* **Given information**:
>>>>

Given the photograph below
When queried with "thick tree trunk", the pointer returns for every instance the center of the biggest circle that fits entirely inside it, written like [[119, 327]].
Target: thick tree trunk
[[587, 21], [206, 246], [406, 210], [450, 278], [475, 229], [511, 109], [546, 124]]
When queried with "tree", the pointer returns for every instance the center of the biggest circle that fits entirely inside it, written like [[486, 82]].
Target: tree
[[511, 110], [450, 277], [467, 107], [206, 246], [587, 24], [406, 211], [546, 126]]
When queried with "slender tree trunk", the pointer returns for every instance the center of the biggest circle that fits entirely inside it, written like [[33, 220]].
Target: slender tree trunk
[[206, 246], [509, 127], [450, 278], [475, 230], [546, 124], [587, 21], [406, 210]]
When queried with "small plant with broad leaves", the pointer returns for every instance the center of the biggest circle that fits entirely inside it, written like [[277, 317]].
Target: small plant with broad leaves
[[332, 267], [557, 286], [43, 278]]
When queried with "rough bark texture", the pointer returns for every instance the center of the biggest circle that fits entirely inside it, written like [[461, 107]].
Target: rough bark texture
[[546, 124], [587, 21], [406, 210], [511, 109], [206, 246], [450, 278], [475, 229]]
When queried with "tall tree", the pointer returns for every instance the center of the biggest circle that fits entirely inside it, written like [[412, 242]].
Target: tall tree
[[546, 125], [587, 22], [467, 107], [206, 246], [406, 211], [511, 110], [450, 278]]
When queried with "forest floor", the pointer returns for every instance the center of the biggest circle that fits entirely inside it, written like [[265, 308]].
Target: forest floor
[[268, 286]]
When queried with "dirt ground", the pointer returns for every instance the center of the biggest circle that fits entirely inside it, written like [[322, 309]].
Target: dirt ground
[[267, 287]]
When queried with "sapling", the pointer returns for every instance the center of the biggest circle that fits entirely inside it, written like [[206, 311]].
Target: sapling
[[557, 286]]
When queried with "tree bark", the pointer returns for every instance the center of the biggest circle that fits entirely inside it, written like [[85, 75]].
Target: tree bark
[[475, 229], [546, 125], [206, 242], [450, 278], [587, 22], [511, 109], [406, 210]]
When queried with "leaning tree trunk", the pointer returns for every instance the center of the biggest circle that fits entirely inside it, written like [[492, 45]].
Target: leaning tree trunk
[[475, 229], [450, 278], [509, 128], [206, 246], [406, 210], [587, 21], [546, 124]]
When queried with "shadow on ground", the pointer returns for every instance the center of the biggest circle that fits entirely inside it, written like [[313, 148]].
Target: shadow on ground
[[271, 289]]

<<<<

* **Exercise goal**: From the listing above, collect each line in which the string "every" appears.

* **Response to the task**:
When queried with "thick tree trunk", the pointer returns for every instance the center of the biggest circle that fits entirely inside it, written like [[119, 327]].
When queried with "tree", the pointer returns for every instance the center of the biggest circle that fits entirely inside it, written like [[486, 82]].
When queried with "slender tree trunk", the pointer returns for every instance the center of the biggest circle that fits entirely inside it, written like [[33, 220]].
When queried with "small plant with broad leaves", the pointer returns for every instance the center of the biggest circle that fits entirely inside it, written like [[277, 317]].
When queried with "rough bark texture", the pointer returns for every instance the center of the biggest circle that fits entirely inside it, written like [[461, 107]].
When queried with "tall tree", the pointer returns for every instance the center of the biggest circle that fits entirely inside it, written like [[412, 242]].
When queried with "forest floor", the pointer returns for every instance the center of the biggest circle that fits entirely inside it, written like [[265, 308]].
When queried with "dirt ground", the pointer returns for every instance the center of the biggest circle that fits entirely inside it, written like [[322, 309]].
When queried with "sapling", the pointer returns for every instance the center of the biggest circle that fits entirely inside it, written like [[206, 311]].
When queried with "tree bark", the pointer returns for every instance the center of the biggest circle that fits entirely inside it, written like [[85, 75]].
When queried with "leaning tree trunk", the pointer returns for every instance the center of the biggest circle that fits entirely inside it, written like [[492, 45]].
When queried with "shadow on ground", the pointer returns for every instance the center of the biggest circle that fits entirely inside it, written like [[313, 148]].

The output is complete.